┌─ SELECTION
I should’ve just gotten smashed at the wedding. At least then I could have had one good day…

the truth is worse than anything i could bring myself to do to you

Man… seriously… ick.

Not one day has gone by in the past month that I haven’t cried at least once (but I don’t think it’s been just once any day).

And there’s something else really serious on my mind but I can’t really talk about it.

There’s a lot of ice and snow but I’ve been sitting in my house doing nothing. Well, not all of the time, but a lot of it. I’m not tired anymore or hungry. I feel fine physically but mentally I’m a fucking wreck.

The worst part is even when I’m at my lowest, I keep crying over stupid stuff I’d usually get like mad at. And when I’m heartbroken I can’t bring myself to do anything but think.

And I hate the thinking part. So I stopped doing that too cause when I do I cry.

I was up till after 4 in the morning night before last and I woke up at 8. Last night I was up laying in bed. Just laying there trying to concentrate on the stupid music playing through my speakers.

The worst thing is, even though I’ve done my usual bitching and ranting there’s been stuff on my mind that I haven’t breathed a word about and it’s that stuff that’s fucking with me.

But I’ve had to hold my tongue. Because when I don’t worse things seem to happen.

Above all, I feel like I’ve just lost control again. I was two minutes a hair band short of buying bleach and turquoise hair dye yesterday (amongst other things).

I’m not even depressed. I’m not tired and I don’t feel like just existing or anything.

I feel like there’s something in my head somewhere that’s trying to come out and it’s stuck. Well, I guess that’s a bad way to put it. It’s more like, I feel like my thoughts all have a common bond or a tie but I’m just not able to put the connection together.

I’m fucking crazy.

I’m pissed off. I’m bored. And lazy. I want my computers.

I want things to go back to normal but they’re not gonna for a long ass time (if they ever even do).

I don’t see life getting any brighter for a long ass fucking time.

And everytime I think I finally caught a break and like someone has finally realized that they should stop yo-yo-ing me back and forth, happy sad, up and down, it ends up being untrue.

I can’t catch a break. There’s too much working against me. I really dunno if I can fight against this any longer.

I don’t even have anything real to say to anyone anymore.

Like someone sucked the life out of me.

And now my leg’s asleep and I have to go cut some hair. So excuse me while I give my life temporary purpose.

I would like my best friends back now please.

Will you come visit me in jail when I murder my mother?
Aww… I knew you would.

Yes… The insane woman formerly called mom is out in the kitchen slamming her fists into our washer and/or dryer. Lovely really. And screaming something about having PMS and not messing with her. I’m a girl. Yes, PMS makes you cranky, but you still can’t use it as an excuse.

Wanna talk about provoking people…. Ugh. The humanity.

[I feel dramatic today.]

On a happier note, the list of bands playing Warped Tour as of now is out. =] Coheed & Cambria is playing the whole tour. =D But The Academy Is… isn’t on the list (yet?). Either way it’s a pretty amazing line up.

Alkaline Trio is playing part of it. Cute Is What We Aim For is playing. Bayside. Bad Religion. Cooler people than that. However I find it hard to think with my sister playing her stupid fucking video games two feet away from me.

Seriously, I’m gonna throw myself out a window (and into a snow bank!).
└─
┌─ RAW DATA
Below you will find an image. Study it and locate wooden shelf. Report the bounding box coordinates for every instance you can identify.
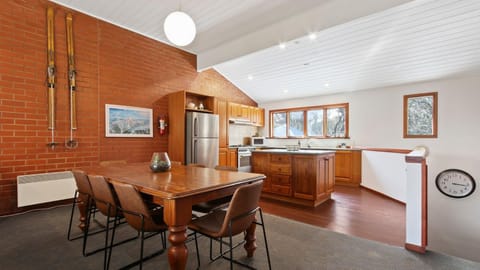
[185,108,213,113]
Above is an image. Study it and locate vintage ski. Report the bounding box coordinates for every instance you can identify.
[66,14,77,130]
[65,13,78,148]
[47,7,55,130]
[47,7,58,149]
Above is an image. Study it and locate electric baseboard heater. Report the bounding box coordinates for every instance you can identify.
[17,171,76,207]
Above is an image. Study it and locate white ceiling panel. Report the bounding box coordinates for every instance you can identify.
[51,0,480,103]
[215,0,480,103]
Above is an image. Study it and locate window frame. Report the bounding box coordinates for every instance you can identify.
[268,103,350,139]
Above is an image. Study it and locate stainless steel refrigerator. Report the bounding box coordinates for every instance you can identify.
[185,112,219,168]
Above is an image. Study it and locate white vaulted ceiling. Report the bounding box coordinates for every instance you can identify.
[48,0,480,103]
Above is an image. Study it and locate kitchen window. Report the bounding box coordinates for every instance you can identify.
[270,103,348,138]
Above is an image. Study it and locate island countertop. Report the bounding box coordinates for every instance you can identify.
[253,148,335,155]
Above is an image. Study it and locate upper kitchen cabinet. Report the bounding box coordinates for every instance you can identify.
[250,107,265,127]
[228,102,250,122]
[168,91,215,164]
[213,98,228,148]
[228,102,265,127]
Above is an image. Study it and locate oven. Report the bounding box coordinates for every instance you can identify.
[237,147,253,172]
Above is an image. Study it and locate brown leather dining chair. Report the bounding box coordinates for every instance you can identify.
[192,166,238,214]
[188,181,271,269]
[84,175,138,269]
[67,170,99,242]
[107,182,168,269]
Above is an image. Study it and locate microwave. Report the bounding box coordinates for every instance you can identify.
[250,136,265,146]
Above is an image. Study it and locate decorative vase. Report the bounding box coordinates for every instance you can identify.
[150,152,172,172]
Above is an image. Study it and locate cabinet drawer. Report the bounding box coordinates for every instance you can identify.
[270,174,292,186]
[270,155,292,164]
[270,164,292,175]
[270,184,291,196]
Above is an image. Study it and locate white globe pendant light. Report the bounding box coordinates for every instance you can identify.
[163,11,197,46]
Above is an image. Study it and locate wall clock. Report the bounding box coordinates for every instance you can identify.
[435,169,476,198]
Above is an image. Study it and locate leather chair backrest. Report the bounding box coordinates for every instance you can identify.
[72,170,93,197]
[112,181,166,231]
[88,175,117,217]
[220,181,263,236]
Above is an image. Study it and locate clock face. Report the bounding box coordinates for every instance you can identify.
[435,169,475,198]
└─
Reproduce the post word for word, starting at the words "I’m fucking crazy." and ending after "ever even do).".

• _TASK SOLUTION_
I’m fucking crazy.

I’m pissed off. I’m bored. And lazy. I want my computers.

I want things to go back to normal but they’re not gonna for a long ass time (if they ever even do).